__Ítems proporcionados__
==================================================
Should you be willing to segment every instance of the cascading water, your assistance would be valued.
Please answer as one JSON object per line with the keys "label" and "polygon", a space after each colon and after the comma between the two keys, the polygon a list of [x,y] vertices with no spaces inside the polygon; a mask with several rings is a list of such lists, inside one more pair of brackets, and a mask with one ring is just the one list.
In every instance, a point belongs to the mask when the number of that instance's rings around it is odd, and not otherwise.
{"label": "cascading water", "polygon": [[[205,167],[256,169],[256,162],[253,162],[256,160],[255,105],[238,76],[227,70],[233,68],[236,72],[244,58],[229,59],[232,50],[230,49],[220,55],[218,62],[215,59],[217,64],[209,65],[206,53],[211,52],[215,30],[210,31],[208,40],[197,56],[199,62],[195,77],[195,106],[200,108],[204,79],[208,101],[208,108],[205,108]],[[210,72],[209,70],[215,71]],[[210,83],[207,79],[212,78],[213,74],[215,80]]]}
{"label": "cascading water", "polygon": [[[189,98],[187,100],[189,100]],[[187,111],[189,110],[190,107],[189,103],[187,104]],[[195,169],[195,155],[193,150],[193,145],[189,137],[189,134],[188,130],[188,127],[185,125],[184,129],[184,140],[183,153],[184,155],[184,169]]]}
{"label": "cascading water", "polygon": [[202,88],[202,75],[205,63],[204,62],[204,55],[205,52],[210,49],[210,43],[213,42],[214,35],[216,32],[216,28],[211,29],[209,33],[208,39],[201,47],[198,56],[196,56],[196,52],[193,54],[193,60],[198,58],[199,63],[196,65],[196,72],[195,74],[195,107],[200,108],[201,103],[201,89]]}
==================================================
__Qué debes hacer__
Sustituye "mask" por "region" en todos los ítems de arriba y reproduce sus líneas sin ningún otro cambio.

__Respuesta al ejercicio__
Should you be willing to segment every instance of the cascading water, your assistance would be valued.
Please answer as one JSON object per line with the keys "label" and "polygon", a space after each colon and after the comma between the two keys, the polygon a list of [x,y] vertices with no spaces inside the polygon; a region with several rings is a list of such lists, inside one more pair of brackets, and a region with one ring is just the one list.
In every instance, a point belongs to the region when the number of that instance's rings around it is odd, and not otherwise.
{"label": "cascading water", "polygon": [[[205,167],[256,169],[256,162],[253,162],[256,160],[255,105],[238,76],[227,70],[233,68],[236,72],[244,58],[229,59],[232,50],[230,49],[220,55],[218,62],[215,59],[217,64],[209,65],[206,53],[211,52],[215,30],[210,31],[208,40],[197,56],[199,62],[195,77],[195,106],[200,108],[204,79],[208,101],[208,108],[205,108]],[[210,72],[209,70],[215,71]],[[210,83],[207,79],[212,78],[213,74],[215,80]]]}
{"label": "cascading water", "polygon": [[[189,98],[187,100],[189,100]],[[187,111],[189,110],[190,107],[189,103],[187,104]],[[195,169],[195,155],[193,150],[193,145],[189,137],[189,134],[188,130],[188,127],[185,125],[184,129],[184,140],[183,153],[184,155],[184,169]]]}
{"label": "cascading water", "polygon": [[202,88],[202,75],[205,63],[204,62],[204,55],[205,52],[210,49],[210,43],[213,42],[214,35],[216,32],[216,28],[211,29],[209,33],[208,39],[201,47],[198,56],[196,56],[196,52],[193,54],[193,60],[198,58],[199,63],[196,65],[196,72],[195,74],[195,107],[200,108],[201,103],[201,89]]}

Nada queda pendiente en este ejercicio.